╭─ Information given

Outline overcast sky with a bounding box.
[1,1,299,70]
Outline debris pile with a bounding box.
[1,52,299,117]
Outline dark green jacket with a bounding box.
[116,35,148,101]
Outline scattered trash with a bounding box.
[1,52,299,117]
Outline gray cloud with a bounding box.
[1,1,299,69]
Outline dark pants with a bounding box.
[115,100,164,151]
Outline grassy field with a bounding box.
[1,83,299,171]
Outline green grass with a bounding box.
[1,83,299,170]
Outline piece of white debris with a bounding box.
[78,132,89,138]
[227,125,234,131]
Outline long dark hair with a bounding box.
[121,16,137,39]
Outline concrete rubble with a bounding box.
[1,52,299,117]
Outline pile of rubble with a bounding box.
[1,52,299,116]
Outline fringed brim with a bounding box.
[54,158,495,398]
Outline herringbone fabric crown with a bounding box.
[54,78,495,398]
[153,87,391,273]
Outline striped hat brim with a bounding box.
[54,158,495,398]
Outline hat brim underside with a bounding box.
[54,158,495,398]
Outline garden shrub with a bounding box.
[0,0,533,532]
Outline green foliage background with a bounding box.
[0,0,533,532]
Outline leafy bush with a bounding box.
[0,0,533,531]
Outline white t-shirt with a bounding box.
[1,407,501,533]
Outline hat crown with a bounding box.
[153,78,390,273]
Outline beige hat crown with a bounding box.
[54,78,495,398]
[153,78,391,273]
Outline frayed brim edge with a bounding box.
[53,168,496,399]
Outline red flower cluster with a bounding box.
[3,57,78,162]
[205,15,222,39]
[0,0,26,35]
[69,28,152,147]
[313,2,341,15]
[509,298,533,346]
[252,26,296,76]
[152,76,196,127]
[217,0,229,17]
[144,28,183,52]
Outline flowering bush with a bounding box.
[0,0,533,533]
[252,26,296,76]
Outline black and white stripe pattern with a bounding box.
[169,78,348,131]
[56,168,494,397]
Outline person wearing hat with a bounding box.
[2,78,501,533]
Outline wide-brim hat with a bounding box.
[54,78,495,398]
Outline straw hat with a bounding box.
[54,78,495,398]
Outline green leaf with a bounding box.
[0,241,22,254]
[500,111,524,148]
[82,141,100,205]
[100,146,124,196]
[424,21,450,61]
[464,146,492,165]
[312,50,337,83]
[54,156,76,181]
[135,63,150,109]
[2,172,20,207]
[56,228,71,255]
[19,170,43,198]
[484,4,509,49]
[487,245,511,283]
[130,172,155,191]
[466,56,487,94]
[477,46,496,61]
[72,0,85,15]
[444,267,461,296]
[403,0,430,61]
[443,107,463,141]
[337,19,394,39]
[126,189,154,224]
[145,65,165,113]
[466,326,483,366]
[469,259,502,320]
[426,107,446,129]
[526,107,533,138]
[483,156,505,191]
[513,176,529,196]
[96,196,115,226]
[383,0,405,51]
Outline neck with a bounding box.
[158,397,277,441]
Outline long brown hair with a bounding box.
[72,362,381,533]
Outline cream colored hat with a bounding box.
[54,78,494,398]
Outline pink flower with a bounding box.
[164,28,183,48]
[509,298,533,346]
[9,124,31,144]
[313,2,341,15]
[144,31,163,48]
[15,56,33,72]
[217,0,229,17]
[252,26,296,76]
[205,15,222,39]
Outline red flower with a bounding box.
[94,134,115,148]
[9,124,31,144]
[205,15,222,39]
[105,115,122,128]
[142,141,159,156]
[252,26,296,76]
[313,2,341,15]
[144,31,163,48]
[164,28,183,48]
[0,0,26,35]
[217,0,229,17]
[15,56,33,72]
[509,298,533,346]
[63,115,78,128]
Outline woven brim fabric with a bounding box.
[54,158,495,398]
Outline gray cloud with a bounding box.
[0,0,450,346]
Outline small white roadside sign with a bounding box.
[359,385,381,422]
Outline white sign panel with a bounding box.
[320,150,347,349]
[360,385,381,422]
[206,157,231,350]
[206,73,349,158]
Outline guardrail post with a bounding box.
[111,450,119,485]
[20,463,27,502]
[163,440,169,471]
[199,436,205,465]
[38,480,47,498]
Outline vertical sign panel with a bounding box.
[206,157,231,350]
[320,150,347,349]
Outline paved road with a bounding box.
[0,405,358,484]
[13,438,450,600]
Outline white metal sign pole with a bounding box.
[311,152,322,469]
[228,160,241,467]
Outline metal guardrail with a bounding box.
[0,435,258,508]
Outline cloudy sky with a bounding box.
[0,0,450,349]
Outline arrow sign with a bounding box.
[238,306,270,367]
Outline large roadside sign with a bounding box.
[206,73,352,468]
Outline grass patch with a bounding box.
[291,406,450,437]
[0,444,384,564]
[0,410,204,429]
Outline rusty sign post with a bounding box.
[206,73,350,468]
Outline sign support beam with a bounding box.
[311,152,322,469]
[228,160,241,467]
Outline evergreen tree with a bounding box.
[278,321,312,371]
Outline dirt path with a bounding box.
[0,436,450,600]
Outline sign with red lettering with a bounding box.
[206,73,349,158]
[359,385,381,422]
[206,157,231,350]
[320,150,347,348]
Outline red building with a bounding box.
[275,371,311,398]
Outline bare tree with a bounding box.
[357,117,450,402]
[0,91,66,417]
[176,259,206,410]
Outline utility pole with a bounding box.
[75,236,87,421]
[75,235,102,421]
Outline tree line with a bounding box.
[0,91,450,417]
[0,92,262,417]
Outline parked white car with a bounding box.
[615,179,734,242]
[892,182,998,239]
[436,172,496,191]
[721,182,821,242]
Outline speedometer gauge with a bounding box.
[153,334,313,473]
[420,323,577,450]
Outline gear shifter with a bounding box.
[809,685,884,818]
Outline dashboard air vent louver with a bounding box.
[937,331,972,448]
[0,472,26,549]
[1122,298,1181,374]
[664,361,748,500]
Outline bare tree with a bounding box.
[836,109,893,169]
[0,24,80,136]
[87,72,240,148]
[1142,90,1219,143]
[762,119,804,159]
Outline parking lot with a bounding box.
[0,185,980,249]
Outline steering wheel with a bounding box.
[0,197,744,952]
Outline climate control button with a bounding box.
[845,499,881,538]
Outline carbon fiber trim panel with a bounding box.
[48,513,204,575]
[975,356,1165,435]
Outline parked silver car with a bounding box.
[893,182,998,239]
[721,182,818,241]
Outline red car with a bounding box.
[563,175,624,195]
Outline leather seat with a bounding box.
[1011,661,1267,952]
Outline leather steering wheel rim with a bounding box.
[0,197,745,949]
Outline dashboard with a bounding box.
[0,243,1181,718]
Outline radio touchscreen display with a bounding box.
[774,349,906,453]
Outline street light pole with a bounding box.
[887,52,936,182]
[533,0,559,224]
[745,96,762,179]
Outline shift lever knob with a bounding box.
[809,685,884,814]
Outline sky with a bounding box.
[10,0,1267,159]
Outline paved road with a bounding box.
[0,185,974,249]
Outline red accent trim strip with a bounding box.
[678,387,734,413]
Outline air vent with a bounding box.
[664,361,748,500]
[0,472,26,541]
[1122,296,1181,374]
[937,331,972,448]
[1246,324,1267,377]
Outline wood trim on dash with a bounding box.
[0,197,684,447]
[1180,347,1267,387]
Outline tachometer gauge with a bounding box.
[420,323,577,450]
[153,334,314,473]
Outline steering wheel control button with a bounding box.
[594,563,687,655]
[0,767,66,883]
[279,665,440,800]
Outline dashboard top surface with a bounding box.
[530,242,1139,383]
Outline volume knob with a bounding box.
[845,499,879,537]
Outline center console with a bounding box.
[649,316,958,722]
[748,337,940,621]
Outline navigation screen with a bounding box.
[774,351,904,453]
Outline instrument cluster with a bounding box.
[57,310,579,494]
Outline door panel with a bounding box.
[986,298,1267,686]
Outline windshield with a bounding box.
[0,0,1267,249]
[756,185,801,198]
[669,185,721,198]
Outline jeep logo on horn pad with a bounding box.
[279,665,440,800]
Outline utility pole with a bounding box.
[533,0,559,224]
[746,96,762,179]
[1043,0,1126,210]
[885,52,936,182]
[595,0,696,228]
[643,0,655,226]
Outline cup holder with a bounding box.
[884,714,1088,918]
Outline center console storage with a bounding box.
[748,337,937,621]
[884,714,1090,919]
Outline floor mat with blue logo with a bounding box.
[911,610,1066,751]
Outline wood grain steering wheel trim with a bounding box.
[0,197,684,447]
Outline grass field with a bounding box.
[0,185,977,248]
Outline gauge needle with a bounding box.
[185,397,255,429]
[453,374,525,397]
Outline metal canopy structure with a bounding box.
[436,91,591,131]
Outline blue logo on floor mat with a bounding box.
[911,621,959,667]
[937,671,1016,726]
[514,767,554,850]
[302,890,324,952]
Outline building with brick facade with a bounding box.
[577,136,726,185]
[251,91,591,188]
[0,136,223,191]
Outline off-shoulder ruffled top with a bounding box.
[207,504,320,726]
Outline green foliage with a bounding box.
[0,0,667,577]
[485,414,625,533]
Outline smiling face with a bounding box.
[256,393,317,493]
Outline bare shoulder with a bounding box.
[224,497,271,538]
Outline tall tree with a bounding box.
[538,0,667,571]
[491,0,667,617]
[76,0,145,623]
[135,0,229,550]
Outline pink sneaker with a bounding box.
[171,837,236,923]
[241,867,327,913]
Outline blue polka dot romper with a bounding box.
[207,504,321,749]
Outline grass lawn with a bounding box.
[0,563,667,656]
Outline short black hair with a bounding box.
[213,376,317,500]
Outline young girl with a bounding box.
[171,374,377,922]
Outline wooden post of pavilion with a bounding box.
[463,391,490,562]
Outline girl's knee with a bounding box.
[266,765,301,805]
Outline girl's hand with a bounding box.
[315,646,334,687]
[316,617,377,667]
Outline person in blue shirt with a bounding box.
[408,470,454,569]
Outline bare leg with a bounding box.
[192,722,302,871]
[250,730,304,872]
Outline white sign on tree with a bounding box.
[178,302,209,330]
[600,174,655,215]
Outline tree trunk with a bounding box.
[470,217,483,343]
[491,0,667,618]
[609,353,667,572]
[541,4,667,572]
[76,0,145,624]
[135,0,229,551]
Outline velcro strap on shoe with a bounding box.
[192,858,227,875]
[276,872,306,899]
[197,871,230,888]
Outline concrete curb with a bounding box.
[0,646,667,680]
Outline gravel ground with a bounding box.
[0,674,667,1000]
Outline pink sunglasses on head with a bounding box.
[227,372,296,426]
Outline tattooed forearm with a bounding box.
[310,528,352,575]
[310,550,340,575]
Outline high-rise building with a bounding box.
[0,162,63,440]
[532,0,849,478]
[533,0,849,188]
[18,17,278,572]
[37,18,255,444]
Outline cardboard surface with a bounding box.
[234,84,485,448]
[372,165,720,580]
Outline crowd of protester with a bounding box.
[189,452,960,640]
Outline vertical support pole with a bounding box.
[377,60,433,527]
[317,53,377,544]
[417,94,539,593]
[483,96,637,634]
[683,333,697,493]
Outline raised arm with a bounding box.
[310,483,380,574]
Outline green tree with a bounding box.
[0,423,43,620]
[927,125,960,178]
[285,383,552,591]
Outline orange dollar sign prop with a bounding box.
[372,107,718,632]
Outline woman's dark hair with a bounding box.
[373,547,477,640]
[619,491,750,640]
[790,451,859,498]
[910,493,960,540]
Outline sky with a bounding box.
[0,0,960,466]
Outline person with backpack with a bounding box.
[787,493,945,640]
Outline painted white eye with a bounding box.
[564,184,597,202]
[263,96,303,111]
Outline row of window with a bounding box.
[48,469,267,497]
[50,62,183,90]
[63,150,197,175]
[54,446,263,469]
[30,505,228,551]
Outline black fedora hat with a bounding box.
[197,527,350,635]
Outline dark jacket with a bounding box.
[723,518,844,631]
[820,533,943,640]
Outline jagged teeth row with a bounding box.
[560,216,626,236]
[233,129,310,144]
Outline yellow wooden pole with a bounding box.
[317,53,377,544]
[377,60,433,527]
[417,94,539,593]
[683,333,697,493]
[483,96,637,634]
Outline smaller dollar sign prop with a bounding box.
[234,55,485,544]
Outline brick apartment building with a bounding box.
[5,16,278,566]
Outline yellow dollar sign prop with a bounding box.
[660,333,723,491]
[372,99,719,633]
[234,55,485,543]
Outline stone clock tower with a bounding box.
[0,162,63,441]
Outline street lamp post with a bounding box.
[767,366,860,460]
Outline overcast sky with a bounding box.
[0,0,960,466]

╰─

_What is asked_
Swap "utility pole" for "telephone pole" in the material from the line with "Outline evergreen tree with a bounding box." to the line with "[721,182,821,242]", and give only those lines back with everything else unchanged.

_Task solution_
Outline evergreen tree with a bounding box.
[278,321,312,371]
Outline dirt path with a bounding box.
[0,436,450,600]
Outline sign with red lettering with a bounding box.
[206,73,349,158]
[359,385,381,422]
[206,157,231,350]
[320,150,347,348]
Outline red building with a bounding box.
[275,371,311,398]
Outline bare tree with a bounding box.
[357,117,450,402]
[0,91,66,417]
[176,259,206,410]
Outline telephone pole with a bounding box.
[75,236,87,421]
[75,235,102,421]
Outline tree line with a bounding box.
[0,91,450,417]
[0,92,262,417]
Outline parked white car with a bounding box.
[615,179,734,242]
[892,182,998,239]
[436,172,496,191]
[721,182,821,242]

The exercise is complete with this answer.